(REQUIRED WORK)
A - Transcribe everything in the reflection on grief from "What a uniquely" down to "from both sides.".
B - Pick up the reflection on grief and carrying burdens where it stops, and continue it in the same voice.

(SOURCE PASSAGE)
== Segment start ==

My father passed away at the age of eighty-one and, when the minister came to visit my mother tried to play down her situation, mentioning the death of a young man that had happened the same week. ‘But’, the minister said, ‘everyone’s loss is painful to themselves’.

There is a limit to how much of another person’s burden we can shoulder, because we are not them. In the moments after the news was broken to me that my husband would die, the nurse said that, were it possible, she would take it from us. I think on that often; I’ve probably written about it elsewhere. But, of course, she couldn’t take it from us. We had to carry it ourselves: first, both of us together; and then, just me.

I had prayed, of course, that God would heal Donnie in a dazzling miracle, and restore him to me. God is unfailingly merciful, though, and doesn’t play with people’s emotions. He didn’t put false hope in my heart. Instead, He opened my eyes to what healing really is.

But my desperate petition reminds me of something else. Our Saviour also asked that the bitter cup of sin and death should pass from Him. In His very humanity, He flinched in the face of what was to come upon Him. And small wonder that He should.

What a uniquely lonely situation He was in: only He knew just what a weight there would be in the sins of the whole world; only He understood what it would mean for us to be parted eternally from the Father; He alone knew that the hope of salvation rested squarely upon His shoulders. And, of course, He alone has viewed death from both sides.

== Segment end ==

(DATA EXTRACT)
== Segment start ==

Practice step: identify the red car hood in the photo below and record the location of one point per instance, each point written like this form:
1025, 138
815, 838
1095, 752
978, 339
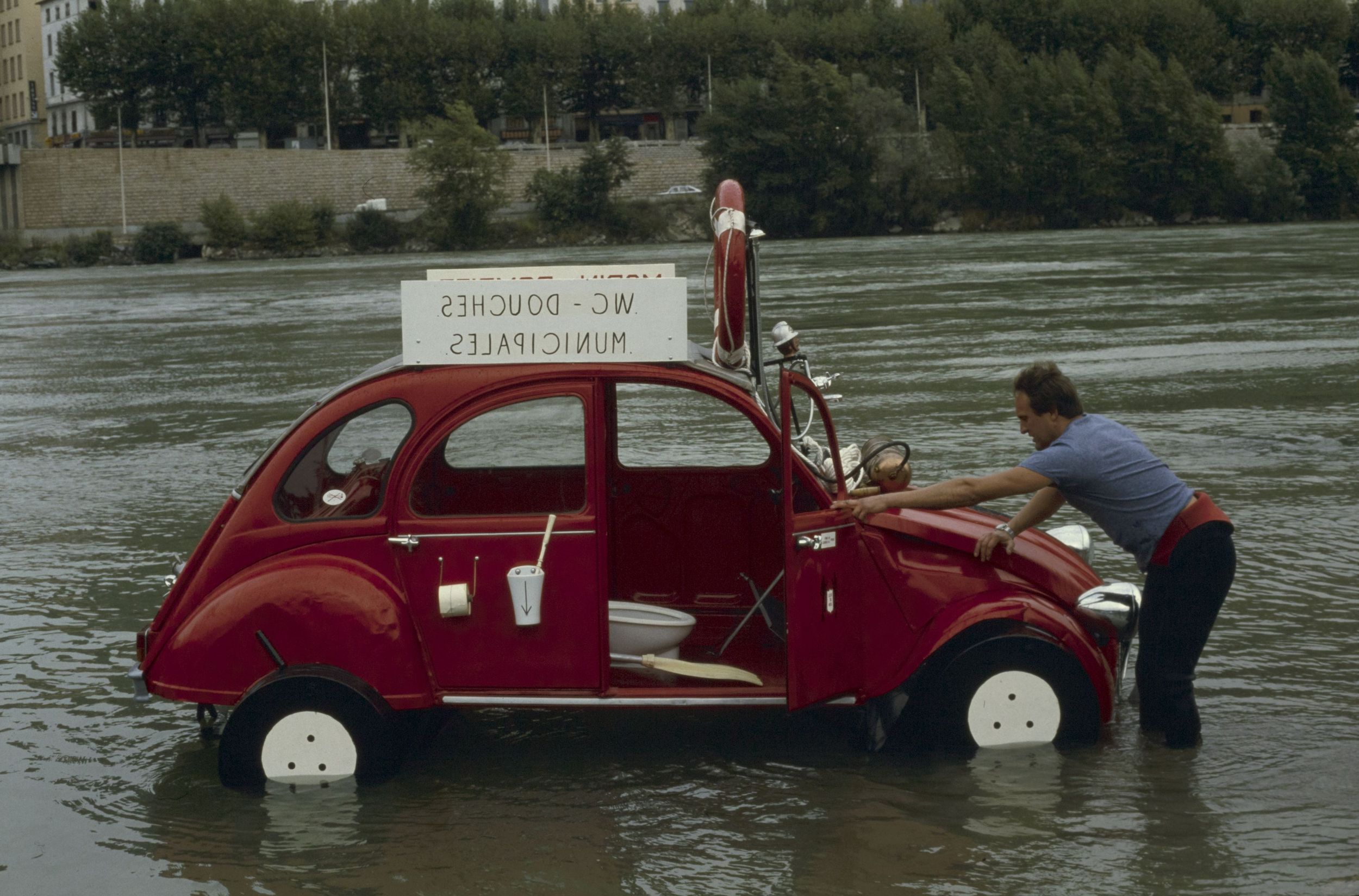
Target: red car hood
1037, 557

== Segment end ==

(ANSWERS PROVIDED)
A -
What a uniquely lonely situation He was in: only He knew just what a weight there would be in the sins of the whole world; only He understood what it would mean for us to be parted eternally from the Father; He alone knew that the hope of salvation rested squarely upon His shoulders. And, of course, He alone has viewed death from both sides.

B -
Although Jesus knew that He would raise Lazarus from the dead, He still wept with the man’s grieving family. And although He knew that He was fulfilling God’s redemptive plan at Calvary, He still experienced fear and pain. No one could take that away from Him either.

We have to remember that He was also wholly God, which makes Him uniquely capable of understanding our pain. And totally human, which made Him desire to be freed from His fate.

That very fact means  He is weeping alongside every person going through a difficult time – through family troubles, through loneliness, through illness, through death. He wanted to push it away from Himself, but still drank that bitter cup to its very dregs for us. This is no well-meaning, aloof God, patting our hands and saying, ‘there, there’. Jesus has experienced all the horror of death so that we never have to.

I would be lying if I said that the bereaved Christian does not suffer. Of course they do. There is a sentiment I hear expressed in prayer for the bereaved from time to time in church which, I feel, sums up the great emptiness of it. ‘We pray for those who have lost loved ones – how difficult that a familiar voice is gone and that the home is now silent’. That is unendingly hard, it’s true.

Throughout Donnie’s illness, my mother kept getting the same text: ‘This sickness is not unto death’; she and I both clung to that promise. We forgot something, though. Our understanding of death, and God’s meaning in these words, are simply not the same.

After all, it doesn’t end there – it continues, ‘but for the glory of God’.

My home is a lot quieter these days, and a much-loved voice is gone. I would have him back, but I also know that if there are bolts on the doors of Heaven, they are sure to be on the inside.

I have nursed my husband when there was hope he would recover, and when there was none. And I have done many things I had believed were years away – cleared his wardrobe, stopped his mail, picked his headstone – but I cannot feel the pain of other widows doing the same things. Of course I empathise with bereaved people, and yes, probably more now than ever, but I am limited in what I can take on of their suffering.

Jesus is not limited. He is limitless. Our Saviour weeps with us, binds up our broken hearts and gives us not only the one comfort to be had, but the greatest comfort that could ever be: death shall have no dominion.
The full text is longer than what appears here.